→ **SET TASK**
Copy the lines below word for word, starting at the line that contains "Please point out the paved" and continuing through the last line. Omit the picture from your copy.
▼
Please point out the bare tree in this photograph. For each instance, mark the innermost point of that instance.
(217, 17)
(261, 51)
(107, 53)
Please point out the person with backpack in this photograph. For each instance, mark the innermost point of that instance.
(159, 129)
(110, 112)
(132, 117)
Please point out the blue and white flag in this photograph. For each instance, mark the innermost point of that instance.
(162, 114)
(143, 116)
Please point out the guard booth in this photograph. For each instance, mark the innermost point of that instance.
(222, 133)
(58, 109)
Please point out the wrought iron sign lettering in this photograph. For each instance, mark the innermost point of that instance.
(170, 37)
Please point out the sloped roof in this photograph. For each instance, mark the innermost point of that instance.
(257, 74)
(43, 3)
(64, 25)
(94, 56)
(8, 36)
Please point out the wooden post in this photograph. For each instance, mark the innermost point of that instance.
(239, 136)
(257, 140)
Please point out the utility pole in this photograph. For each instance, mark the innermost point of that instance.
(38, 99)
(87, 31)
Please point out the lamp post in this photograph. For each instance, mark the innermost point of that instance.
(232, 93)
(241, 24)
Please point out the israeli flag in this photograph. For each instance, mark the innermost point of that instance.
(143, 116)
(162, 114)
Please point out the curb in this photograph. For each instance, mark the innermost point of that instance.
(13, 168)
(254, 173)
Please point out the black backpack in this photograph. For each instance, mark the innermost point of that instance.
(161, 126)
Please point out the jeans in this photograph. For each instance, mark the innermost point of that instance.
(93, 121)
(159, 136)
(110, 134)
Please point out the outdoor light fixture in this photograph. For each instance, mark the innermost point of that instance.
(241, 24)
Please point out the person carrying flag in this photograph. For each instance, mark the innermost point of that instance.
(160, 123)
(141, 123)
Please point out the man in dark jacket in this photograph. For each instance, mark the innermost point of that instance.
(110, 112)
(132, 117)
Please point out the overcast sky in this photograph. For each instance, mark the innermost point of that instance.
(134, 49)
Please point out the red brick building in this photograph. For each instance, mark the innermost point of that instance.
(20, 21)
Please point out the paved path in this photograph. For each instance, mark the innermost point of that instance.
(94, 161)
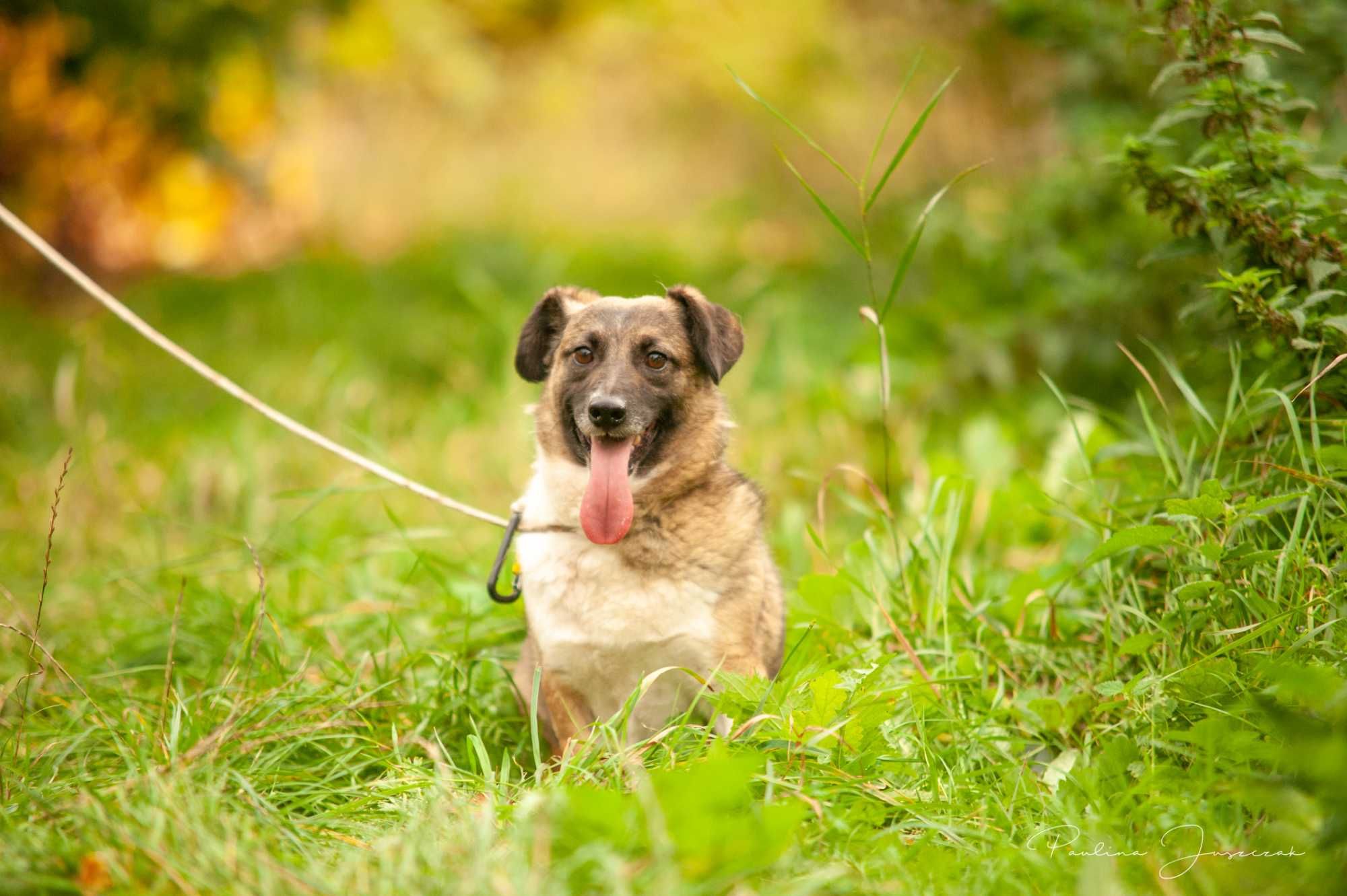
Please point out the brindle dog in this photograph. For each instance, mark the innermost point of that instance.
(640, 547)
▲
→ **RESPONSE FOR THIS EXERCISE**
Please point out the paved path in this photograph. For each instance, mark the innermost point of that instance.
(94, 161)
Please point out the brindle dog in this photograph. For each instance, mark the innermost point of that instance.
(640, 547)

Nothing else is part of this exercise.